__Exercise prompt__
How far is the S&P 500 down from its 52-week high, according to the article on falling markets?

__Document excerpt__
■ ■ ■ ■ ■ ■ ■

Falling Markets - Is A Recession Near or Over Feared?

Like many others, you have likely recently engaged in speculative, and often fearful, dinner table conversation of a potential recession. Significant economic and global unrest are fueling these concerns, with grim news headlines and financial markets hurting. We are witnessing unprecedented levels of inflation, the Russian invasion of Ukraine, an energy crisis, further worsened by the fact that the S&P 500 is down around 25% from its 52-week high, signaling a bear market. Nevertheless, widespread concerns about a recession could be amplifying existing bearish market characteristics through a self-fulfilling prophecy and social stigma. This article considers both arguments, adding impartiality and context to the glaring news headlines in the public eye. 

 

Before we delve further, what is a recession? The word is alarming, associated with job losses and plummeting financial markets as many remember the 2008 catastrophe. However, recessions vary significantly in severity and are rarely as disastrous as in 2008. A recession is “a significant decline in economic activity that is spread across the economy, and that lasts more than a few months” (NBER, n.d). The definition is broad; however, critical indicators for evaluating and predicting a recession include “GDP, employment, household income, consumer spending, retail sales and industrial production” (Mitchell, 2022). In our current economy, interest rate hikes to tame inflation, supply-side issues and corporate earnings will primarily dictate whether a recession is near. 

 

A Central Bank Induced Recession 

Many banks and traders believe a recession is on its way as interest rates increase, uncontrollable supply-side issues persist, and corporate margins thin.

■ ■ ■ ■ ■ ■ ■

__Given material__
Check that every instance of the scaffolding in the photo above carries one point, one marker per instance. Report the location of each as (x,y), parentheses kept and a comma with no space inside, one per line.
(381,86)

■ ■ ■ ■ ■ ■ ■

__Response to the task__
Around 25%.